- Extrait à lire
Néanmoins, le prix de cette terre inculte croissait avec régularité. En 1835 l'hectare en coûtait 20 francs ; en 1845, 55, et bientôt 150, voire 300. Une partie en fut prise à bail à raison de 1 franc l'hectare par an ; les communes y conservaient le droit de passage et d'affouage en dehors des périodes.
Les essais de plantations, menés sans plan d'ensemble, furent d'abord très modestes : quelques hectares de pins sylvestres sur la face sud du camp ; des jardins potagers pour les cantiniers, un autre de 3 1/2 hectares pour l'hôpital militaire, L'impulsion ne sera donnée que par une initiative assez hardie du ministre : l'envoi au camp, en 1844, de disciplinaires pour y participer aux travaux de défrichement. A partir de 1846, grâce à ces éléments indésirables, on commença à tracer les grandes communications à travers l'assiette du camp, à le diviser en parcelles régulières clôturées, à défoncer le sol jusque sous la croûte du tuf, à planter. En 1849, le lieutenant général Chazal, ministre, créa la direction des travaux du camp, fit organiser les disciplinaires en brigades de travail spécialisées, et les mit à l'œuvre suivant un plan d’ensemble. Il était des rares à croire en l'avenir du camp, pour y avoir souvent commandé les troupes en période. Les résultats prouvèrent qu'il avait vu clair : en 1851, douze hectares de prairies, 148 hectares défrichés et plantés (dont 56 de parc) ; des casernes et pavillons en dur.
Un remède fut apporté à la nuisance des cantiniers, dont les méchantes baraques encombraient les abords du pavillon royal sur une longueur de 1.500 mètres ; il leur fut enjoint de disparaître pour 1847 ; cette solution fut du reste facilitée par la création de Bourg-Léopold. Des terrains furent vendus en détail aux cantiniers et commerçants ; ce fut l'origine de la localité, qui s'appela d'abord « Hurel dorp » avant de devenir officiellement, en 1850, commune de Bourg-Léopold. En 1847, le village nouveau ne comptait encore que 27 maisons ; en 1852, 71 avec 453 (page 93) habitants ; l'hectare y valait 10.000 francs. En dehors des heures de service, le Bourg sera désormais l'une des deux ressources des militaires en période, l'autre étant le lit. On alla prendre des repas chez les gargotiers, dans les conditions les plus primitives : se faire charmer par les musiciens ambulants qui s'abattaient sur ce lieu de délices, ou écouter l'une des trois chanteuses attitrées. Les cafés se répartissaient en trois classes : pour officiers, sous-officiers et soldats, avec un trait commun : mobilier sordide, éclairage par des lampes à huile fumeuses. Au retour, par les chemins non éclairés, il fallait fournir le mot de ralliement aux sentinelles qui ceinturaient le camp d'un cordon vigilant.

- Problèmes à résoudre
**A.** Répondez d'après l'extrait à lire :
(i) Combien coûtait l'hectare de terre inculte en 1835 ?
(ii) En quelle année le lieutenant général Chazal créa-t-il la direction des travaux du camp ?
(iii) Combien de maisons le village nouveau comptait-il en 1847 ?
**B.** Veuillez tirer de l'extrait à lire, sans rien y changer, le passage situé entre « Néanmoins, le prix » et « dehors des périodes. », ces deux bornes comprises.

- Jeu de données
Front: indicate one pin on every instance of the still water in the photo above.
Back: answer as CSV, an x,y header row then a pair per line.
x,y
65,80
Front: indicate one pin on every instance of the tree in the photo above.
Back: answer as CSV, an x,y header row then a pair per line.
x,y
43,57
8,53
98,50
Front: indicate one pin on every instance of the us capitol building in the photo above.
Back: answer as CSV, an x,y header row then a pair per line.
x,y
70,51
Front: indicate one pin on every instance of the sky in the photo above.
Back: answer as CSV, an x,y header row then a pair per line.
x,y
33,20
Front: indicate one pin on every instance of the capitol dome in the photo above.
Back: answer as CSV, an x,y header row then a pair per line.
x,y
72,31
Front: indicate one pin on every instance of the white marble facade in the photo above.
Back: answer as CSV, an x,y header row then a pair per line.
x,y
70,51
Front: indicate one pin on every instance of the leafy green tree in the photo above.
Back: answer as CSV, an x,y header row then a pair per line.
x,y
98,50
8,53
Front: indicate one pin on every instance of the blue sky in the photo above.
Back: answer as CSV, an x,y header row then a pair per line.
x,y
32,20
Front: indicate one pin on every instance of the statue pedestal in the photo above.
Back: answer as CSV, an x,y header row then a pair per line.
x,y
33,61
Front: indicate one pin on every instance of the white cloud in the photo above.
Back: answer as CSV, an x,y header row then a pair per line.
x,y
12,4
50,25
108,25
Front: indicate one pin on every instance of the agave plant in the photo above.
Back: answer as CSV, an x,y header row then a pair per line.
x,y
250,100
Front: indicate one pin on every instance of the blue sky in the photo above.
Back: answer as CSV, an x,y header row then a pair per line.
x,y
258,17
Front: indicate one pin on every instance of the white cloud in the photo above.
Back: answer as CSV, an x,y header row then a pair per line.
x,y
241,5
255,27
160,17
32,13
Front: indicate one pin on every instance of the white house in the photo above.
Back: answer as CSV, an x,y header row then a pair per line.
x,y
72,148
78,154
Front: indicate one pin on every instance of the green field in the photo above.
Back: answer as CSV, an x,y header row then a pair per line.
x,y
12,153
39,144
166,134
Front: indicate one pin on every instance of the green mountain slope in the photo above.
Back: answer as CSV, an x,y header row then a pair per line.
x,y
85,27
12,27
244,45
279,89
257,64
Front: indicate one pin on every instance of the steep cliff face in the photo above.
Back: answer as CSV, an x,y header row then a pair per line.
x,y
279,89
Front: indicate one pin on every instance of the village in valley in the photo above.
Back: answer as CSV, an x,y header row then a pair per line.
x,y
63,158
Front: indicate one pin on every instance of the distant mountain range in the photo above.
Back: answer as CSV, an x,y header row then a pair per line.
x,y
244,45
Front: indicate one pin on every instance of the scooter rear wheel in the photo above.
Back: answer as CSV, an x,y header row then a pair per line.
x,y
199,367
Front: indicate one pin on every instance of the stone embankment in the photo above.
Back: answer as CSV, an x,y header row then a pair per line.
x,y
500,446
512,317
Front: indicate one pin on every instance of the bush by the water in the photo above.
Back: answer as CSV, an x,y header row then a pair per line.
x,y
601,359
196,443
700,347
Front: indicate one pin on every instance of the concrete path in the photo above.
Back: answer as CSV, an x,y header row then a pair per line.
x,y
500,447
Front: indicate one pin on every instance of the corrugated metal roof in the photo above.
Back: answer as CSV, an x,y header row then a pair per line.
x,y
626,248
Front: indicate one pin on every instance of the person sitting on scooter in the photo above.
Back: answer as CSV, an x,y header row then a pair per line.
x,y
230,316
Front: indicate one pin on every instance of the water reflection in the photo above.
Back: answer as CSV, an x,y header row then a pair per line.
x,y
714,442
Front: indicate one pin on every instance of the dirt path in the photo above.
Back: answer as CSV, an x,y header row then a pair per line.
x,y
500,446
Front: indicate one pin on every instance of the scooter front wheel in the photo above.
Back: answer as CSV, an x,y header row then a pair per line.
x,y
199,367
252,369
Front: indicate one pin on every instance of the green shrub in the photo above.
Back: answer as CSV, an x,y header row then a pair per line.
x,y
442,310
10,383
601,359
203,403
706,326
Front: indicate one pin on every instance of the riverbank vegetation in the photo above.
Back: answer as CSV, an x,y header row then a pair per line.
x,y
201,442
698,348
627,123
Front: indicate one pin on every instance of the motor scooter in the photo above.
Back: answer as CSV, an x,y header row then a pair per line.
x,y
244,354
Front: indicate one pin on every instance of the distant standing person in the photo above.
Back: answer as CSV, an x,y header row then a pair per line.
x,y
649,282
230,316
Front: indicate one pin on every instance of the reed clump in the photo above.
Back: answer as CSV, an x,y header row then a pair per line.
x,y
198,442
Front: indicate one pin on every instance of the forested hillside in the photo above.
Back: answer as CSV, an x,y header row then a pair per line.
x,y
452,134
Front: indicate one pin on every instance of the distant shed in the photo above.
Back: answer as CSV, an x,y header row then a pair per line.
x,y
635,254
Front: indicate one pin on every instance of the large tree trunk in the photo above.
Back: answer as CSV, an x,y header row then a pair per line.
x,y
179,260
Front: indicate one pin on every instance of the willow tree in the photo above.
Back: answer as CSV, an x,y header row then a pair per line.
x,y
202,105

- Exercices corrigés
**A.**
(i) 20 francs.
(ii) En 1849.
(iii) 27 maisons.

**B.**
Néanmoins, le prix de cette terre inculte croissait avec régularité. En 1835 l'hectare en coûtait 20 francs ; en 1845, 55, et bientôt 150, voire 300. Une partie en fut prise à bail à raison de 1 franc l'hectare par an ; les communes y conservaient le droit de passage et d'affouage en dehors des périodes.